Record set:
------------------------------

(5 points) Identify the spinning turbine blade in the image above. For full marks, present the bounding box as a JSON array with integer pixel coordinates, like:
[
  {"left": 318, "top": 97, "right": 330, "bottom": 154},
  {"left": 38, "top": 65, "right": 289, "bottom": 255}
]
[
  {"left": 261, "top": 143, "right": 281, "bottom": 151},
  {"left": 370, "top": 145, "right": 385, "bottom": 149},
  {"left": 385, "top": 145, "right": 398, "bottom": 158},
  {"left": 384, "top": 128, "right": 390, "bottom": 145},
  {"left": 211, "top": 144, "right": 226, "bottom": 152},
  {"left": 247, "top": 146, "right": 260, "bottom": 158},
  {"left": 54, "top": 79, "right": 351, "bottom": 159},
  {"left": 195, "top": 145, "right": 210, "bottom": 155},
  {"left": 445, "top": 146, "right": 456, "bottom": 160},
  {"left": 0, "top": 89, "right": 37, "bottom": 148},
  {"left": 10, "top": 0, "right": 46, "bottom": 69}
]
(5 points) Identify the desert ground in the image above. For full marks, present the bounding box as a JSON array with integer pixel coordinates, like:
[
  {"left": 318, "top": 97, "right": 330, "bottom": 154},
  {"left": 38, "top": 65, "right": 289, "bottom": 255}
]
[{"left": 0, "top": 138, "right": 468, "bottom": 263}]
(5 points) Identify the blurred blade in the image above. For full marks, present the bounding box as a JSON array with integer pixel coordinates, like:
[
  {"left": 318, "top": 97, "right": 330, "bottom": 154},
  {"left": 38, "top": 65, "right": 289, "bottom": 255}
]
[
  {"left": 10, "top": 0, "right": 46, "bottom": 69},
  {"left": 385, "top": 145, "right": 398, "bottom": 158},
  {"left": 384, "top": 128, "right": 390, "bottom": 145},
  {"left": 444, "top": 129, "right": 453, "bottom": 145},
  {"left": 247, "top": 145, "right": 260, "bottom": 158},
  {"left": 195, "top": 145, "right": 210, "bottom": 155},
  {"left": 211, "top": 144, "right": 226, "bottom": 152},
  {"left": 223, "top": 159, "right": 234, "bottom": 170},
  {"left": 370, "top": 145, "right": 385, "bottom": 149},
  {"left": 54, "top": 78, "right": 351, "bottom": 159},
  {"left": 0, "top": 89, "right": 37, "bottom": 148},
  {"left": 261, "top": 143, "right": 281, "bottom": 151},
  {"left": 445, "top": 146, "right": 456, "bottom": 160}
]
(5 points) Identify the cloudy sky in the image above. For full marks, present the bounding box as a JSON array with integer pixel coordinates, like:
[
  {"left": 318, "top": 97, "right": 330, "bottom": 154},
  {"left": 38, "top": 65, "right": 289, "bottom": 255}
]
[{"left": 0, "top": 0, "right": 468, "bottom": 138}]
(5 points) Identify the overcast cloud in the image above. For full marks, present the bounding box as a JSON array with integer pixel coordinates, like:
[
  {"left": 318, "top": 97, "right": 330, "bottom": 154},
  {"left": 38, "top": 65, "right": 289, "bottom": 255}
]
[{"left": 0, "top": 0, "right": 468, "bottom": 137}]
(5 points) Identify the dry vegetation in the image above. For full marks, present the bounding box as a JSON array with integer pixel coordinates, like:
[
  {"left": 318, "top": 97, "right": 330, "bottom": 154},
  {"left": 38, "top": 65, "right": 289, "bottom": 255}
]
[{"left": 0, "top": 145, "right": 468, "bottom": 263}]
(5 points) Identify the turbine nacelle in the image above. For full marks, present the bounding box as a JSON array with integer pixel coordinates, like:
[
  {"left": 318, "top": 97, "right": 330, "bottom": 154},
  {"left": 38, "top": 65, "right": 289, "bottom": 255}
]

------------------------------

What is asked: Collect every line of the records above that contains the string "ground", matching case exactly, and copy those lines unchanged.

Task solution:
(5 points) Identify the desert ground in the image above. For full marks, present the bounding box as a JSON array with integer pixel coordinates, like:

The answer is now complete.